[Point-per-instance localization data]

□ □ □ □

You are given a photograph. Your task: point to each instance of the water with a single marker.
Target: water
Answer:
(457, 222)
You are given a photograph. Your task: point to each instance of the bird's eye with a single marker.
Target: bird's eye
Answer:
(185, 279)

□ □ □ □

_Problem_: For this exercise, copy the lines from the one that contains "Target: water" through the last line of the records, exactly and only those.

_Exercise output_:
Target: water
Answer:
(457, 222)
You are given a photograph. Your task: point to each instance of the bird's eye with a single marker.
Target: bird's eye
Answer:
(185, 279)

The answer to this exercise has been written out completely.